---------- TEXT EXCERPT ----------

The app helps anyone who dictates faster than they type: on calls, when transcribing interviews, when writing documentation. The models are tuned for Russian, where they outperform the usual alternatives. The main one is GigaAM by Sberbank, trained on 700,000 hours of Russian speech. On clean recordings it scores 3.3% word error rate — better than Google Speech-to-Text (around 10%) and Dragon (around 8%).
How you use it
After launch a microphone icon appears in the system tray. Once models finish loading, the icon goes dim and recording becomes available. Two ways to record:
- Hold the configured hotkey (Win+Ctrl by default), say your phrase, release — text appears at the cursor.
- Turn on wake-word activation and say "запись". To stop, say "стоп". Hands-free, no keys involved.
While recording, a small overlay floats above other windows: you see what is being recognised right now and whether the microphone is picking anything up at all.
Five recognition modes
You switch between them in a couple of seconds from the tray menu — no reinstall. Each mode is a concrete set of models matched to a concrete recording profile.
Auto. On a machine with an NVIDIA GPU, audio goes to Whisper; on CPU-only machines, GigaAM for Russian and Whisper for English or mixed. Sensible default.
Hybrid. Both models loaded at once. Each speech segment routes to its language: Russian to GigaAM, English to Whisper. Useful for conversations with language switching, for presentations with English terms in Russian context.
Cascade AO. The Russian-tuned Whisper takes the first pass. If it itself signals low confidence in the result (its segment log-probability drops below -0.20), the output is replaced with GigaAM's. This mode helps on variable-quality recordings: meetings with remote participants, dictation into a quiet microphone, noisy rooms. It also clears Whisper's signature hallucinations that slip in on short or unclear fragments: false subtitle credits ("Корректор А. Семкин", "Субтитры создавал DimaTorzok"), repeating "Thank you. Thank you." loops, accidental Icelandic streams.
Whisper. Whisper only. Pick it when you need a universal multilingual model and a GPU is available.
GigaAM. GigaAM only. Lowest latency (0.66s on CPU), punctuation built into the model, returns an empty string on silence rather than a made-up phrase. Single catch: Russian only.
Meeting and interview transcription
Speaker diarization is built in. pyannote-segmentation-3.0 finds turn boundaries; the WeSpeaker network produces a voice embedding for each speaker; voices cluster into stable identifiers. The output text contains labels like [Speaker 1]:, [Speaker 2]:, up to four speakers.

----------

**GIVEN TASK A:** Which recognition modes does the dictation app text list?
**GIVEN TASK B:** In the dictation app text, what is the default hotkey for recording?
**GIVEN TASK C:** Continue the dictation app text from where it stops.

---------- DATA ROWS ----------

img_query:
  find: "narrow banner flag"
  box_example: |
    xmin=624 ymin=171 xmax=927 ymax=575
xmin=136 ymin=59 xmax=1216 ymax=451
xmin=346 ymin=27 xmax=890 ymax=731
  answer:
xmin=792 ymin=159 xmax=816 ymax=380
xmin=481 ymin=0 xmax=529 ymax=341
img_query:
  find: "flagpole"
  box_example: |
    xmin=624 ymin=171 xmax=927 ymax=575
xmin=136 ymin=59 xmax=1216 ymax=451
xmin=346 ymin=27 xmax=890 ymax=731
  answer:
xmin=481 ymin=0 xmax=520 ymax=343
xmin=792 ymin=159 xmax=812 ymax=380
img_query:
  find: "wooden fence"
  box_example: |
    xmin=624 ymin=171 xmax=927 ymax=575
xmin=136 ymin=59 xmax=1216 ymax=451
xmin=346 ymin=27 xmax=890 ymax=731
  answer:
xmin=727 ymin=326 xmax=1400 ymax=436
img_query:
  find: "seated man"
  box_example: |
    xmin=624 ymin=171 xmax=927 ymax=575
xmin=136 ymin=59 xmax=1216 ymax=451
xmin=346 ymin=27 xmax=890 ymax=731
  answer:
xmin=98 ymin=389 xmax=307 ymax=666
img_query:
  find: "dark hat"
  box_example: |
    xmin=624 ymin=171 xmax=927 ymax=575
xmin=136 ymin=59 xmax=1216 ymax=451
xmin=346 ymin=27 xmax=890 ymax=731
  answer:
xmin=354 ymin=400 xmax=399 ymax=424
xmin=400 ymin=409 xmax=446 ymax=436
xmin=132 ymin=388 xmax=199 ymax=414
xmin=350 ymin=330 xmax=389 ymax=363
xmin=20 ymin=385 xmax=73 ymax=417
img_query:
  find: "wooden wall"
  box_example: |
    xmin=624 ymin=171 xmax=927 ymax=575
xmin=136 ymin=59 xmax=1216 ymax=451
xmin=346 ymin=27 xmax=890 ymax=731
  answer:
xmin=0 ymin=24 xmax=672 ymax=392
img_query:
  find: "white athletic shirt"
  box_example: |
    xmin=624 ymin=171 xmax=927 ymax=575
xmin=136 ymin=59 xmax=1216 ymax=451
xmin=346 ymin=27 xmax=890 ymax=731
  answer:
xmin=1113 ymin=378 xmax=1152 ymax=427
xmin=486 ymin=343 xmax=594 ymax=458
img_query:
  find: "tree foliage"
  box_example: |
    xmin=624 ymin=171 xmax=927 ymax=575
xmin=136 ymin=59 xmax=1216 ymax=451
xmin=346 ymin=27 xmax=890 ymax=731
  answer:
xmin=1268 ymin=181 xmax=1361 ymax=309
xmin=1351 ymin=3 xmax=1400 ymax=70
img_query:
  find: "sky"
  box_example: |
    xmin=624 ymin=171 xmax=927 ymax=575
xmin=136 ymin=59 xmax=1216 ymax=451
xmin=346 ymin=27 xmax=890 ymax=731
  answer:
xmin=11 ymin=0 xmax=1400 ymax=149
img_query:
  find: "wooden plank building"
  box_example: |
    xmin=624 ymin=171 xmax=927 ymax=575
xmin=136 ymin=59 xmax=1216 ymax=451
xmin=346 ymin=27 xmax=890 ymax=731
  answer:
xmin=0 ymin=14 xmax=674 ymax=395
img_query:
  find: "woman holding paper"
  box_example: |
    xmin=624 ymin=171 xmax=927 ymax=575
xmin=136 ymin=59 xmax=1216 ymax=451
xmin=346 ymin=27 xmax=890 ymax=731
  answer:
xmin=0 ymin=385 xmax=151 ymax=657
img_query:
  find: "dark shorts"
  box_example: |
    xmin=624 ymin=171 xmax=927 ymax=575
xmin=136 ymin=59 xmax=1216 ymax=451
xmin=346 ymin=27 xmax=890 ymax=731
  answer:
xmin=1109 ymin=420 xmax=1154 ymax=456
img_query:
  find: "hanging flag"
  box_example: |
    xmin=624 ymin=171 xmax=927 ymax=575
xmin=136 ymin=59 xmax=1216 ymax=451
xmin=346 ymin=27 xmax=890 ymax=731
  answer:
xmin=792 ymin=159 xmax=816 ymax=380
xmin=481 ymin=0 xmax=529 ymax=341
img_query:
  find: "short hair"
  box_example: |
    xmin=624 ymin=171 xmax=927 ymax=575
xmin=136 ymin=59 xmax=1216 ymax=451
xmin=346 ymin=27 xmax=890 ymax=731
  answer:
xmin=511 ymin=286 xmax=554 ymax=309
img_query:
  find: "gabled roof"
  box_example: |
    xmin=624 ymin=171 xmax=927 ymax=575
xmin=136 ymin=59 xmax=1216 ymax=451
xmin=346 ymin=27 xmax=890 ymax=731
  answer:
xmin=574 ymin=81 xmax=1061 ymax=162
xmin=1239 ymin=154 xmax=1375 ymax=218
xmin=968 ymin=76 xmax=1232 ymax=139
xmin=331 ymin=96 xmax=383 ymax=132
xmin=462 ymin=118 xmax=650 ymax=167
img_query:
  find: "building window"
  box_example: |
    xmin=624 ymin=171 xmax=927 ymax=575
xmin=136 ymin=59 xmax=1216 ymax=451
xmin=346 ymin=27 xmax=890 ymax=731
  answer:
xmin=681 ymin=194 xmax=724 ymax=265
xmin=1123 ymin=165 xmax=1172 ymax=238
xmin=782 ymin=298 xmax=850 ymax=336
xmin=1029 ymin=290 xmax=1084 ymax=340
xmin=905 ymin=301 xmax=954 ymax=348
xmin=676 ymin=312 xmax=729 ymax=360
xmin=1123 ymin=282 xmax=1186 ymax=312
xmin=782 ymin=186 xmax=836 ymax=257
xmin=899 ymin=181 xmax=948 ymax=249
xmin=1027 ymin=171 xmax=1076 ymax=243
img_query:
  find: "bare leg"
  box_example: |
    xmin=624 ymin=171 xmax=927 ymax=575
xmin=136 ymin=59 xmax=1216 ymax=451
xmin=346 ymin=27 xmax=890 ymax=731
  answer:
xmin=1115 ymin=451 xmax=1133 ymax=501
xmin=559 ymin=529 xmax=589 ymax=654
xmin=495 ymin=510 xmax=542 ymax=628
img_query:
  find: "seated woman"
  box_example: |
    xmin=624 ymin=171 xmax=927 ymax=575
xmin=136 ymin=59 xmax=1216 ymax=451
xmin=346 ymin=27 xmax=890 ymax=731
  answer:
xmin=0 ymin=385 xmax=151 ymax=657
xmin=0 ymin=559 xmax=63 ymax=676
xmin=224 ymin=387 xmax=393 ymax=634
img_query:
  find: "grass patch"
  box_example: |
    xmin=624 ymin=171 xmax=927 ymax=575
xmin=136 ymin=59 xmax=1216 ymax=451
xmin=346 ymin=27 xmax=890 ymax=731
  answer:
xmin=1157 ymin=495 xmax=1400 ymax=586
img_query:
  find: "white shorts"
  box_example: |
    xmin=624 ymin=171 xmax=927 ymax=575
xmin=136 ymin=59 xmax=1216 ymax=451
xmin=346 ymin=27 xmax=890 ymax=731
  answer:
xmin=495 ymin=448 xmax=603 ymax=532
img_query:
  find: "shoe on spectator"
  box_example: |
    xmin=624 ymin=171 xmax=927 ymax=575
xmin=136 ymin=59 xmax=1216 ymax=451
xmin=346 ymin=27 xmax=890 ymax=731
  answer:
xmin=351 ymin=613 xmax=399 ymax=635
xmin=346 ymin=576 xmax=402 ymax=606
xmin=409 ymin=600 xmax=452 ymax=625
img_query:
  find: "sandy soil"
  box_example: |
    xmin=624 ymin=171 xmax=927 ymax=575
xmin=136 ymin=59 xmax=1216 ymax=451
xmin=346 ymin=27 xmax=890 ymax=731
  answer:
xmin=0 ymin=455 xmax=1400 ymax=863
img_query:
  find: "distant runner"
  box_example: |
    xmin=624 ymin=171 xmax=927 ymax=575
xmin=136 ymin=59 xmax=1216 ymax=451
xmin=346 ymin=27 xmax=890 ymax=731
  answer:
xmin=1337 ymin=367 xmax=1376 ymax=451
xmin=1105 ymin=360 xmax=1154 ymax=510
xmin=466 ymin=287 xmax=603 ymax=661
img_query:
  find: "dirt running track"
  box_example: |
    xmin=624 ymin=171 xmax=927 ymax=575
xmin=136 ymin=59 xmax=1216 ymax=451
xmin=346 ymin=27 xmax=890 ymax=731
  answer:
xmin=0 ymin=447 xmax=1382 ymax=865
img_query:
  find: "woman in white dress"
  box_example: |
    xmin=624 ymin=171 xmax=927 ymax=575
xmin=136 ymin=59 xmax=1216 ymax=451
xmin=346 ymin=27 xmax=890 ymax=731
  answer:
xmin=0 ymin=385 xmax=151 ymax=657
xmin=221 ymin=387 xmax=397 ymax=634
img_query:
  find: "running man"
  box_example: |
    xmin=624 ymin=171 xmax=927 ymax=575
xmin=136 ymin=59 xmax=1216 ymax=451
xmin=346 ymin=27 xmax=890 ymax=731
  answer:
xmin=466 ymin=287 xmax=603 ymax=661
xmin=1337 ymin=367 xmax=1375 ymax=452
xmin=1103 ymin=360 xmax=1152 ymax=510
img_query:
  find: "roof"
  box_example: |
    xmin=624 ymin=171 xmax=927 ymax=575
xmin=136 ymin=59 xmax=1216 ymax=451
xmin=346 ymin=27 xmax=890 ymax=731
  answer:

----------

**WRITTEN REPLY A:** Auto, Hybrid, Cascade AO, Whisper, GigaAM

**WRITTEN REPLY B:** Win+Ctrl

**WRITTEN REPLY C:**
When you stop recording, the Stage N pass kicks in: pyannote re-segments the whole recording with full context, and each turn is then transcribed end-to-end. Punctuation becomes meaningful — the model doesn't have to guess where a phrase, cut mid-word, was supposed to end. With Cascade AO selected, you get meeting minutes ready to paste into a document.
Very short replies (one-word "yes") need at least 1.5 seconds of audio so the network can build a stable voice embedding. Anything shorter may attach to the previous speaker. The final Stage N pass fixes most such cases.
Who benefits
Developers and technical writers. The app substitutes Latin names where you speak Russian: «питон» becomes Python, «гугл» — Google, «питест» — pytest. The pymorphy3 library parses Russian cases and word forms, so «питоне», «питоном», «питонов» all map to Python as well. The default dictionary contains 81 terms and is easy to extend through the settings file.
Anyone recording calls. Pick Cascade AO, tick the speaker diarization checkbox, record with the usual hotkey. After stop you have speaker-labeled text ready for editing or for uploading into a meeting-minutes system.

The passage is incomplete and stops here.